## YOUR TASK
Copy every line in the records below that contains the word "clipping".

Stored dataset items:
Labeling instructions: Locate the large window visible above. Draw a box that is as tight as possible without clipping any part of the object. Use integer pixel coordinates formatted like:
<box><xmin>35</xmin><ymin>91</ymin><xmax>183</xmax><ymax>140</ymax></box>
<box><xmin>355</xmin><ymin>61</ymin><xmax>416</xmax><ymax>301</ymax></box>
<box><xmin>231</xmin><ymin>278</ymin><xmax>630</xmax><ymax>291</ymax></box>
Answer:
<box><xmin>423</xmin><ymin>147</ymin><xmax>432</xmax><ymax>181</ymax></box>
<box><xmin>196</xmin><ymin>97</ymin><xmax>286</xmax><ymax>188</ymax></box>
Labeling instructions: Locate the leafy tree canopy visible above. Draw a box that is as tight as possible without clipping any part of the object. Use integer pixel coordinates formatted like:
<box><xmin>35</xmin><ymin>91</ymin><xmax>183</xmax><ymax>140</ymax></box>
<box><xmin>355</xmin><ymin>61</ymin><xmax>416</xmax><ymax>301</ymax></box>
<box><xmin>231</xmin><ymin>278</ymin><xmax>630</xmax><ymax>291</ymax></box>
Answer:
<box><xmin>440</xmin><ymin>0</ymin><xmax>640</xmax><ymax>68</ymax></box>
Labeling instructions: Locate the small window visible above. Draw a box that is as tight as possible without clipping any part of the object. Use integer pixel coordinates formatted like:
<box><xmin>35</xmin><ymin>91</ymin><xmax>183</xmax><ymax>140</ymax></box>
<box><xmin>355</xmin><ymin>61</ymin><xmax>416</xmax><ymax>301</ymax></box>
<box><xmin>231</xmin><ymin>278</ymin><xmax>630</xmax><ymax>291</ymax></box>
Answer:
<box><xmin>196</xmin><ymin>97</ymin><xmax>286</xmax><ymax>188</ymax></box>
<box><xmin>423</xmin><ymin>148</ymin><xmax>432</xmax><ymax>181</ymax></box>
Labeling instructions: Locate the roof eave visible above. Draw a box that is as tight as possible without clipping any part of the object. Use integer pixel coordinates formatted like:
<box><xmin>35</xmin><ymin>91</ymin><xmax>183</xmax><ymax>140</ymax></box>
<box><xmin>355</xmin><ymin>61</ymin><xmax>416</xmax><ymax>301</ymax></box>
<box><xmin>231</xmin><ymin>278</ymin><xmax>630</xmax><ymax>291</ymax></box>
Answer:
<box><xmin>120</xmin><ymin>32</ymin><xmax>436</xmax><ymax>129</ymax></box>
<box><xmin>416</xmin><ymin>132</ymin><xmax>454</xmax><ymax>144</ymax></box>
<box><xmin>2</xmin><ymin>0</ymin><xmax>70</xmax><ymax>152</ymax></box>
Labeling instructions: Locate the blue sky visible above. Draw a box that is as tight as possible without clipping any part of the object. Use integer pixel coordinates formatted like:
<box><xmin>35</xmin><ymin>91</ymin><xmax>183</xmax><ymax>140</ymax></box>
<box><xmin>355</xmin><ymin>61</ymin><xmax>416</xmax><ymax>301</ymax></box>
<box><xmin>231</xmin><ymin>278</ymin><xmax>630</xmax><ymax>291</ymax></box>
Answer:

## ANSWER SECTION
Labeling instructions: Locate the large window visible above. Draw a box that is as tight as possible without clipping any part of the object. Use integer pixel coordinates formatted like:
Labeling instructions: Locate the leafy tree canopy visible above. Draw a box that is as tight as possible without clipping any part of the object. Use integer pixel coordinates formatted like:
Labeling instructions: Locate the small window visible above. Draw a box that is as tight as possible without clipping any part of the object. Use integer pixel coordinates formatted like:
Labeling instructions: Locate the roof eave visible above. Draw a box that is as tight as possible without clipping any part of the object. Use integer pixel coordinates formatted like:
Labeling instructions: Locate the blue sky visible above. Draw a box that is as tight as possible without clipping any part of the object. Use integer pixel coordinates formatted like:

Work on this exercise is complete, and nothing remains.